• **PROBLEM DETAILS**
Update the lines below by putting "Getting started" in place of "Quickstart" every time it appears. Keep everything else the same.

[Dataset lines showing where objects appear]
--- start ---

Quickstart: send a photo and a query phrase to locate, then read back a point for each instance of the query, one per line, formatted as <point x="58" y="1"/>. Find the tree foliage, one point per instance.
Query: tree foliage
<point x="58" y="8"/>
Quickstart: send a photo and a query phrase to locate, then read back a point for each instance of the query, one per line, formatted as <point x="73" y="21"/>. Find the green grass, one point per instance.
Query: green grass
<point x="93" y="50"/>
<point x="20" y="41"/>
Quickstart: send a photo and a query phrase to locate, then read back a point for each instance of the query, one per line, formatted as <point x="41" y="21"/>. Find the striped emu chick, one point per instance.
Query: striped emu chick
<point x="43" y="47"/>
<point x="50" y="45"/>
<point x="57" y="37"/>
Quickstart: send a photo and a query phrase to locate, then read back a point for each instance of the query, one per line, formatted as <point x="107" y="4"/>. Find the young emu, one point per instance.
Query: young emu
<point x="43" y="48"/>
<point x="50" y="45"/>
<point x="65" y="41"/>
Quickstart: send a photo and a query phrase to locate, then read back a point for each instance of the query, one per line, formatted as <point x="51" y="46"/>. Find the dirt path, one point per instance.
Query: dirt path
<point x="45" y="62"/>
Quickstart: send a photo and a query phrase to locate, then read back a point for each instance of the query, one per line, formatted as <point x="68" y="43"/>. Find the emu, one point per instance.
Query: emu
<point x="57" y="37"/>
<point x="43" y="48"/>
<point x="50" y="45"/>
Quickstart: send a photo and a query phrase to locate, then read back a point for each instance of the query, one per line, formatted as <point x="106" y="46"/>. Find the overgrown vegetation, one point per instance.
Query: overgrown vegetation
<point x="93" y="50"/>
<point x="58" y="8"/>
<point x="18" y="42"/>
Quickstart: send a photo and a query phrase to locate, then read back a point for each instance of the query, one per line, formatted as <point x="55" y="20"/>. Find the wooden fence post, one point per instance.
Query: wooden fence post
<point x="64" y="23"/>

--- end ---

• **ANSWER IN FULL**
Getting started: send a photo and a query phrase to locate, then read back a point for each instance of the query, one per line, formatted as <point x="58" y="1"/>. Find the tree foliage, one point per instance.
Query: tree foliage
<point x="58" y="8"/>
Getting started: send a photo and a query phrase to locate, then read back a point for each instance of the query, one per line, formatted as <point x="73" y="21"/>. Find the green grass, one point per instance.
Query: green grass
<point x="93" y="50"/>
<point x="20" y="41"/>
Getting started: send a photo and a query phrase to locate, then read back a point for each instance of the query, one per line, formatted as <point x="41" y="21"/>. Find the striped emu chick, one point per instance.
Query: striped emu chick
<point x="43" y="47"/>
<point x="50" y="45"/>
<point x="57" y="37"/>
Getting started: send a photo and a query phrase to locate, then read back a point for each instance of the query, one per line, formatted as <point x="107" y="4"/>. Find the young emu, one point per instance.
Query: young emu
<point x="43" y="48"/>
<point x="50" y="45"/>
<point x="65" y="41"/>
Getting started: send a photo and a query phrase to locate, then read back a point for each instance of the query, one per line, formatted as <point x="51" y="46"/>. Find the dirt path, one point per instance.
Query: dirt path
<point x="45" y="62"/>
Getting started: send a photo and a query phrase to locate, then read back a point for each instance of the query, one per line, formatted as <point x="68" y="43"/>. Find the emu, one point per instance.
Query: emu
<point x="57" y="37"/>
<point x="43" y="48"/>
<point x="50" y="45"/>
Getting started: send a photo and a query phrase to locate, then read back a point for each instance of the query, one per line, formatted as <point x="106" y="46"/>. Find the overgrown vegetation, one point per instance.
Query: overgrown vegetation
<point x="93" y="50"/>
<point x="58" y="8"/>
<point x="18" y="42"/>
Getting started: send a photo and a query phrase to locate, then read back a point for each instance of the query, one per line, formatted as <point x="55" y="20"/>. Find the wooden fence post, one point per instance.
Query: wooden fence post
<point x="64" y="23"/>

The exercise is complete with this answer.